_Task statement_:
Put the lines of the data below into a numbered list, from the line containing "Category: man in dark suit with blue tie" through the end of the data, inclusive, and leave out any blank lines.
>> BEGIN Listing
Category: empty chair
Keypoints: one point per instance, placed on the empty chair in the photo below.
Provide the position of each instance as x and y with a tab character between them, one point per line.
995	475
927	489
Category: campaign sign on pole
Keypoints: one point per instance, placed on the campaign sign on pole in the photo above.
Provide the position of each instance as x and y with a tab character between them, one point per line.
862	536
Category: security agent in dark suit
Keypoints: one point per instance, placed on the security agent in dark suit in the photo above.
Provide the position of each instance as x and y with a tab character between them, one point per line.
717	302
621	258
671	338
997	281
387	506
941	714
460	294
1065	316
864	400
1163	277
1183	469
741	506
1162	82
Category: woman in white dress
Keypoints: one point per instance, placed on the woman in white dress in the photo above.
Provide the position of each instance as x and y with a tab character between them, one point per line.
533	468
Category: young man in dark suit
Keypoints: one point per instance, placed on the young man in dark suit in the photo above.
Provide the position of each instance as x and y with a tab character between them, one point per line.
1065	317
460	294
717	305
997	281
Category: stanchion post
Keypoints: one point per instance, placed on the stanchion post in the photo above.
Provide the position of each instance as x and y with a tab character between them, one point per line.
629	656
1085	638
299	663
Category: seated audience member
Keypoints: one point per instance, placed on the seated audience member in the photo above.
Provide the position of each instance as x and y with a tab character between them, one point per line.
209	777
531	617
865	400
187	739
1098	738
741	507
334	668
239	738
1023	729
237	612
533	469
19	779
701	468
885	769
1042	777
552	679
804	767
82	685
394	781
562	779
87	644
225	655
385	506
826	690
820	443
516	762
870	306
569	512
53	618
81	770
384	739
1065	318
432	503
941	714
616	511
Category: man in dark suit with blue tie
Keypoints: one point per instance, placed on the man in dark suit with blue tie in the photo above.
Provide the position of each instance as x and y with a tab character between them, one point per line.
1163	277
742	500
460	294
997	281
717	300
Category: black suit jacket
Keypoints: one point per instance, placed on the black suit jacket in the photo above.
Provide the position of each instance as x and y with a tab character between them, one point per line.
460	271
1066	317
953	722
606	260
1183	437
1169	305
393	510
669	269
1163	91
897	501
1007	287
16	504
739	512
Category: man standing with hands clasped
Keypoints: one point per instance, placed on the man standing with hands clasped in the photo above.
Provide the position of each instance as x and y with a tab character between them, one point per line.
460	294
>> END Listing
_Solution below_:
1. Category: man in dark suit with blue tie
2. Keypoints: one point per instance, placed on the man in dark suit with blue tie in the photo above.
3. Provide the position of each instance as x and y with a tab character between them, one point per line.
4. 1163	277
5. 742	500
6. 460	294
7. 997	281
8. 717	300
9. Category: black suit jacket
10. Keypoints: one point per instance, placed on the black suit jacket in the photo above.
11. Provide the position of each instance as x and y with a tab character between them, one point per line.
12. 460	271
13. 1066	317
14. 953	722
15. 606	260
16. 1183	437
17. 1169	305
18. 393	510
19. 669	269
20. 1163	91
21. 897	501
22. 1007	287
23. 16	504
24. 739	512
25. Category: man standing with hands clasped
26. Keypoints: one point per instance, placed on the man standing with hands clasped in the photo above.
27. Provide the position of each instance as x and y with a tab character between them, one point per line.
28. 460	294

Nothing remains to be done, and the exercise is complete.